=== Exercise data ===
=== Begin Enclosure ===

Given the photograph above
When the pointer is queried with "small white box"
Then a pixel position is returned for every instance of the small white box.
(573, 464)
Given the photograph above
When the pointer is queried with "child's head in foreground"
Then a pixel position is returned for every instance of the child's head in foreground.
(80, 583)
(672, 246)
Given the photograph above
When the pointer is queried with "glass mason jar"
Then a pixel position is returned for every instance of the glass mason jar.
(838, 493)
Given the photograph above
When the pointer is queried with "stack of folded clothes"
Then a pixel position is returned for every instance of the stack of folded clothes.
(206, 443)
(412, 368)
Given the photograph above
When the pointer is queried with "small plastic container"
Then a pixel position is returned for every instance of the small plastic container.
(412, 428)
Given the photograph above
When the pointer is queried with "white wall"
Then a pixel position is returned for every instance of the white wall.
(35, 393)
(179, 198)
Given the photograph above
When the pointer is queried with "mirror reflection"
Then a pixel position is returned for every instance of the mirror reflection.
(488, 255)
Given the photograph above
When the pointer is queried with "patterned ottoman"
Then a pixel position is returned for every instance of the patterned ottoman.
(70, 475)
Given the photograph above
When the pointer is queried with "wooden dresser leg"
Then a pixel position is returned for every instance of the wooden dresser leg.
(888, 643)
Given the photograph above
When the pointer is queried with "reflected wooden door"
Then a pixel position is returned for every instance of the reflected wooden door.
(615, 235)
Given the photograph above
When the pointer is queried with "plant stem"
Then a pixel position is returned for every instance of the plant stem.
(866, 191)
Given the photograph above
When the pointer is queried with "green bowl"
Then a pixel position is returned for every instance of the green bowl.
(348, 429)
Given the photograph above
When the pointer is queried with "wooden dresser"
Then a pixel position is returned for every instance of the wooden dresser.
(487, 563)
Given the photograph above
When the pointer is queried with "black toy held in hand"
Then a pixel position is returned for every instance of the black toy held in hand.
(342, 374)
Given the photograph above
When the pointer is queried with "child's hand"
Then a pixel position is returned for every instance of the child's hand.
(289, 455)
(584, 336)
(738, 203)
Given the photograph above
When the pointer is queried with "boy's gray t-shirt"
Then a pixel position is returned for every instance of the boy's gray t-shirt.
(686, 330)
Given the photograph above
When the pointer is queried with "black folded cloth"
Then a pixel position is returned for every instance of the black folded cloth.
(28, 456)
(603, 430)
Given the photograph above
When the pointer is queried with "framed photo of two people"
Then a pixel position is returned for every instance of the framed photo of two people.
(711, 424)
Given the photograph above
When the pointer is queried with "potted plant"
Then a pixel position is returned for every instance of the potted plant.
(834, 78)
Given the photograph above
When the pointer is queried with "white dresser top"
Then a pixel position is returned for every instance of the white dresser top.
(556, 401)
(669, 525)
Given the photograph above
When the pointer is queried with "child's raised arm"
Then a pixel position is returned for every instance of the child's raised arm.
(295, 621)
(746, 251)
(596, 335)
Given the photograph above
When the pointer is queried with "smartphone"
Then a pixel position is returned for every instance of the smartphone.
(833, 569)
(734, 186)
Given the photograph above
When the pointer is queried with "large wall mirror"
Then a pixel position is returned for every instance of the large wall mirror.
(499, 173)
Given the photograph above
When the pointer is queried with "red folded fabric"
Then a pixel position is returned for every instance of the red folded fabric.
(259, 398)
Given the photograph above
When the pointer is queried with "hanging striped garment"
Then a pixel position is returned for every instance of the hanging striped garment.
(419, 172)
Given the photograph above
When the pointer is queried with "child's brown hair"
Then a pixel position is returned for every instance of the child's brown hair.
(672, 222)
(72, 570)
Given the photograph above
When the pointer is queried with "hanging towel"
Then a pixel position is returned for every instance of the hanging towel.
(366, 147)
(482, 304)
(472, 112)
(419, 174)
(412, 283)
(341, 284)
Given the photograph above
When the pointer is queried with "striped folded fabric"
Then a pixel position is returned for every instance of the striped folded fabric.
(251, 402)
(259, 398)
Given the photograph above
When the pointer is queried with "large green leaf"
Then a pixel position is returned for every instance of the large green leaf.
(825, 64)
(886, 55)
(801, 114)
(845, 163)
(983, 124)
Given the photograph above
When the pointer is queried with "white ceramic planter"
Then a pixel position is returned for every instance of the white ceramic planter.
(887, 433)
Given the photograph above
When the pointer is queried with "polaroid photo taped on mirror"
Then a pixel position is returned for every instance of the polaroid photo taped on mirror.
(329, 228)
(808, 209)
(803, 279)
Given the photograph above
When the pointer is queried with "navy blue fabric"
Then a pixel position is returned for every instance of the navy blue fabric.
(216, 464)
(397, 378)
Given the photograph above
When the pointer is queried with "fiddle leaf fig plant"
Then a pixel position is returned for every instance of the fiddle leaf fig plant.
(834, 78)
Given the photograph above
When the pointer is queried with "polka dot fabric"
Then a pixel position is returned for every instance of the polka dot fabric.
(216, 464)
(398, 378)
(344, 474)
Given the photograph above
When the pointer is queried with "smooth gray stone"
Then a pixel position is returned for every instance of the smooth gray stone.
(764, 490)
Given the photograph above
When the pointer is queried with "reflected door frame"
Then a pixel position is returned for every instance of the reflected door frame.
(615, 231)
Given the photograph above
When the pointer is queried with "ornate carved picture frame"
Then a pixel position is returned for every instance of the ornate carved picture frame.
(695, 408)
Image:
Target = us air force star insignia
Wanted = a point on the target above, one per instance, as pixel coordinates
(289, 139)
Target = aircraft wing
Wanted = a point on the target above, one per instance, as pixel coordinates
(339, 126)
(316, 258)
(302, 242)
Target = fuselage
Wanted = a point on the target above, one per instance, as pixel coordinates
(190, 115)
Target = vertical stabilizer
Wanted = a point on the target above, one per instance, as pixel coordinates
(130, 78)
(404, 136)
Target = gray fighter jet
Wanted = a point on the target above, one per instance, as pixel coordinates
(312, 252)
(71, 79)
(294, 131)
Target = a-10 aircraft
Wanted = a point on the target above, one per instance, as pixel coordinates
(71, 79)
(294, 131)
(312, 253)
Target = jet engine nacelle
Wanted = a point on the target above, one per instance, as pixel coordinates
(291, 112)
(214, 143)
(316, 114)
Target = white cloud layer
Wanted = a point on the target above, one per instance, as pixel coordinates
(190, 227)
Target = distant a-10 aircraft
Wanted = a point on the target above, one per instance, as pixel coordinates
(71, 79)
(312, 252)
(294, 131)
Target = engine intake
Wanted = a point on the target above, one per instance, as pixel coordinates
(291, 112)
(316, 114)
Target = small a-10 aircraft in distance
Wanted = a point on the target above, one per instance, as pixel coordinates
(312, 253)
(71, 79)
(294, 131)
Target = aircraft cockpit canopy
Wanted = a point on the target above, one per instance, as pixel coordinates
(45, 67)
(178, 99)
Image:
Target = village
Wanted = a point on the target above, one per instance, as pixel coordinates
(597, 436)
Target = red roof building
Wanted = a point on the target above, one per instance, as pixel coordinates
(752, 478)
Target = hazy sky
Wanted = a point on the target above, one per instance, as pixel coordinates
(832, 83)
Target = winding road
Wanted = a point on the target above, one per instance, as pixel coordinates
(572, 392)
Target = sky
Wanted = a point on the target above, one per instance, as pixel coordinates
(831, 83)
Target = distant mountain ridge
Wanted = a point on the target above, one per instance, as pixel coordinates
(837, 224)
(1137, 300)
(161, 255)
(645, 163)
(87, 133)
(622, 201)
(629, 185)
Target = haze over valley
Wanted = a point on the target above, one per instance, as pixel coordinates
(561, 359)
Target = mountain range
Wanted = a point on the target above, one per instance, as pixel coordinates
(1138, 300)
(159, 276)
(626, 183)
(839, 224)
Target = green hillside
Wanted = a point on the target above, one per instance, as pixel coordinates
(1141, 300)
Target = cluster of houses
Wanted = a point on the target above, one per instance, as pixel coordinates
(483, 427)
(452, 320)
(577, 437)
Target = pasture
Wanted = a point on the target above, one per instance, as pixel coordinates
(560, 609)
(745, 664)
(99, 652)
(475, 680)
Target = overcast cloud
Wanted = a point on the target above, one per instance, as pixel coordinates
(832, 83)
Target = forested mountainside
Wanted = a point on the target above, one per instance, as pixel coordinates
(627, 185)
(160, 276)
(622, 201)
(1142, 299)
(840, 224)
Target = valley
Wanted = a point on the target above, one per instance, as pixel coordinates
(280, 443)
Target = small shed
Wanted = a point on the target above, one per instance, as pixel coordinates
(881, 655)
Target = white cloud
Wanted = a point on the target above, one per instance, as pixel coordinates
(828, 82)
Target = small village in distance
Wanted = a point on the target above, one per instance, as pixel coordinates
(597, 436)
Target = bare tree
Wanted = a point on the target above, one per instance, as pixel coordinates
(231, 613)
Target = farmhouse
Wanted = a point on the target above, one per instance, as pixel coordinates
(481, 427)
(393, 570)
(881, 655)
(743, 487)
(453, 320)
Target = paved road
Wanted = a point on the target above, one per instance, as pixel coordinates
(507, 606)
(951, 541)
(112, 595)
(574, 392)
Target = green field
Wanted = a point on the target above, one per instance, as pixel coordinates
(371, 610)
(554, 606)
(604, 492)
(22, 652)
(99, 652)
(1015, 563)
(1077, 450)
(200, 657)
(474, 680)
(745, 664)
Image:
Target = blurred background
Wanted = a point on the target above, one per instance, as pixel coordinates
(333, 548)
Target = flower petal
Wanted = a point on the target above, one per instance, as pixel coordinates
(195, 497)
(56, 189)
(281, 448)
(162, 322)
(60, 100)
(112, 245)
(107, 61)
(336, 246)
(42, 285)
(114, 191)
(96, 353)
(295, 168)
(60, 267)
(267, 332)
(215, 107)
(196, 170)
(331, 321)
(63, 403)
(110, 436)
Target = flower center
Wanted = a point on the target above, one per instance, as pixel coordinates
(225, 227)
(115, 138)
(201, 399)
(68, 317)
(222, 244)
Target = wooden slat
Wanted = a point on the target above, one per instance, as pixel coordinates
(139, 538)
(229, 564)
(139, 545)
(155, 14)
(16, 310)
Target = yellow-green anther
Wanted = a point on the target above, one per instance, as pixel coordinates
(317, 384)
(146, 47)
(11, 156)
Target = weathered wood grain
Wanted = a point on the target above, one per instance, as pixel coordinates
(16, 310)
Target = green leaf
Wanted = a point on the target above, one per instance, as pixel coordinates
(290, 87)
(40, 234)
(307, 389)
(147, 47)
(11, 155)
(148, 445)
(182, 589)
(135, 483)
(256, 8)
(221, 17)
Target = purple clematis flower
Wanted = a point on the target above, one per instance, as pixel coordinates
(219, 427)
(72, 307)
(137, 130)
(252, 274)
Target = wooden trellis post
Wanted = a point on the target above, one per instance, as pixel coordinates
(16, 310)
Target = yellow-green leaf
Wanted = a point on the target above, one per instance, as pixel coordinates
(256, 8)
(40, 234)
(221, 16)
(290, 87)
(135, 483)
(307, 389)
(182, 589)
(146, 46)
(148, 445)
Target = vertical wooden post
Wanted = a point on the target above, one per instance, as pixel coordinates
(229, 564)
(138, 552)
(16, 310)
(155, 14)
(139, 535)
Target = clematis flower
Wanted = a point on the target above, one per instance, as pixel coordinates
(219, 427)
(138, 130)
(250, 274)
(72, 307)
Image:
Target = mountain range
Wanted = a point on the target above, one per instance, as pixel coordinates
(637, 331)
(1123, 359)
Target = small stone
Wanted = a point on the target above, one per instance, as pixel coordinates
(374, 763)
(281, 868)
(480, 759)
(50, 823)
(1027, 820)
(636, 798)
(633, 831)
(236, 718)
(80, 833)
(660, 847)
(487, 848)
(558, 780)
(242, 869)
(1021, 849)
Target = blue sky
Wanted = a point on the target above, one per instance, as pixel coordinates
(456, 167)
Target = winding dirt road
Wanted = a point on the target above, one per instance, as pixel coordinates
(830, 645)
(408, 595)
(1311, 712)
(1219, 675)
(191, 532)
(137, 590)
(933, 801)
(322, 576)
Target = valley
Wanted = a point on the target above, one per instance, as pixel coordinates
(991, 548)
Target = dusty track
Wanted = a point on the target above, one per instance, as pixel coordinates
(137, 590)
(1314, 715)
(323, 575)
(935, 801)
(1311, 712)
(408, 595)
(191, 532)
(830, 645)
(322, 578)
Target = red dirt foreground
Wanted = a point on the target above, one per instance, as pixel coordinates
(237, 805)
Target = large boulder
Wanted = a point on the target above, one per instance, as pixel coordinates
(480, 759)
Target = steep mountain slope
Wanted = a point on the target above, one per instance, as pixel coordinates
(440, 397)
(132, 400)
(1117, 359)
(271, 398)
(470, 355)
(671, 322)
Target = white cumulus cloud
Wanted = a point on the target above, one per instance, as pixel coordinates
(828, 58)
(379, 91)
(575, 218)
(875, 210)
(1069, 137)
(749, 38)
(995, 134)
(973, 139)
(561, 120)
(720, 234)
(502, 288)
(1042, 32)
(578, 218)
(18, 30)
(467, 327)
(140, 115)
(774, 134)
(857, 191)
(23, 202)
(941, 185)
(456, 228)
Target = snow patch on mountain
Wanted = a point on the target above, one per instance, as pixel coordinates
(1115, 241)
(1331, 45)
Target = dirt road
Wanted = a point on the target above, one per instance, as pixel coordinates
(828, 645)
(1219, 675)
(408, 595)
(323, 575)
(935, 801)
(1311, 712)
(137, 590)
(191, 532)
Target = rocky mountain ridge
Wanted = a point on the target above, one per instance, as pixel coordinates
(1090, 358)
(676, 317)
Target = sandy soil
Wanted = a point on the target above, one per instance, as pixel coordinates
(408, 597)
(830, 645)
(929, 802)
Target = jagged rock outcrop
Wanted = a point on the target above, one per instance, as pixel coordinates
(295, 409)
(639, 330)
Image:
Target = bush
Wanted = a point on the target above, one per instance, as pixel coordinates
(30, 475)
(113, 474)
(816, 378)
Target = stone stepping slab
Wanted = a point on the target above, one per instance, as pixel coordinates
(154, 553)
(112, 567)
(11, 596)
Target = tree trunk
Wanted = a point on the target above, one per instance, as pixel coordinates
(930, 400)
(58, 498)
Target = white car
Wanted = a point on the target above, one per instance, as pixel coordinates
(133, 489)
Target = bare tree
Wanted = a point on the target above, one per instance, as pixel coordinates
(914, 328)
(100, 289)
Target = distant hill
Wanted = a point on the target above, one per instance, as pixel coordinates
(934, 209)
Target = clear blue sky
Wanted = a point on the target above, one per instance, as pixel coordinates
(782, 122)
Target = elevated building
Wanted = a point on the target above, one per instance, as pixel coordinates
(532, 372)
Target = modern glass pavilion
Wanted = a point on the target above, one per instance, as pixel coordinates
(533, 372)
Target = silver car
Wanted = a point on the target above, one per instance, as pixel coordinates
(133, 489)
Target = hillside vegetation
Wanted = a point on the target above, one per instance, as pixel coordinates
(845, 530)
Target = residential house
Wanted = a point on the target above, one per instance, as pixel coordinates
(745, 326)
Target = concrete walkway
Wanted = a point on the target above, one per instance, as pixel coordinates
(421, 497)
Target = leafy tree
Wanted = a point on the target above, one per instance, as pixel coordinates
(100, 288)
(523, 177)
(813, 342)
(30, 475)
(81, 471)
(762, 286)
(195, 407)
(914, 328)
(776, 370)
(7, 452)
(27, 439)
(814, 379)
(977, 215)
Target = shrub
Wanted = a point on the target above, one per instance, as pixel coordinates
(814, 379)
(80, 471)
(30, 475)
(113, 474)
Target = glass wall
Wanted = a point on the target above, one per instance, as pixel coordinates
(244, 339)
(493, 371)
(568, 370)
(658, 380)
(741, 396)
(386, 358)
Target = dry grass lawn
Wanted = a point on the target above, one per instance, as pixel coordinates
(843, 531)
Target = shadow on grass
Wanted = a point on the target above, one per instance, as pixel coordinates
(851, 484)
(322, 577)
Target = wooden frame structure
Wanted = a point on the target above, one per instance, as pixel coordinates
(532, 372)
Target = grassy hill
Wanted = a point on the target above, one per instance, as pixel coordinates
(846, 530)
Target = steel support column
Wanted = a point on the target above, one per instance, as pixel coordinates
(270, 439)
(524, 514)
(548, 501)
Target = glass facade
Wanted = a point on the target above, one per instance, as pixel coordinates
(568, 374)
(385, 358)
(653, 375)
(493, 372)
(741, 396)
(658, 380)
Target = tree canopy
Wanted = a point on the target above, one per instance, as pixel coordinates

=== End Enclosure ===

=== Requirement ===
Each line in the records above that contains the word "aircraft" must be copied.

=== Solution ===
Target = aircraft wing
Target = a-10 aircraft
Target = distant a-10 aircraft
Target = small a-10 aircraft in distance
Target = aircraft cockpit canopy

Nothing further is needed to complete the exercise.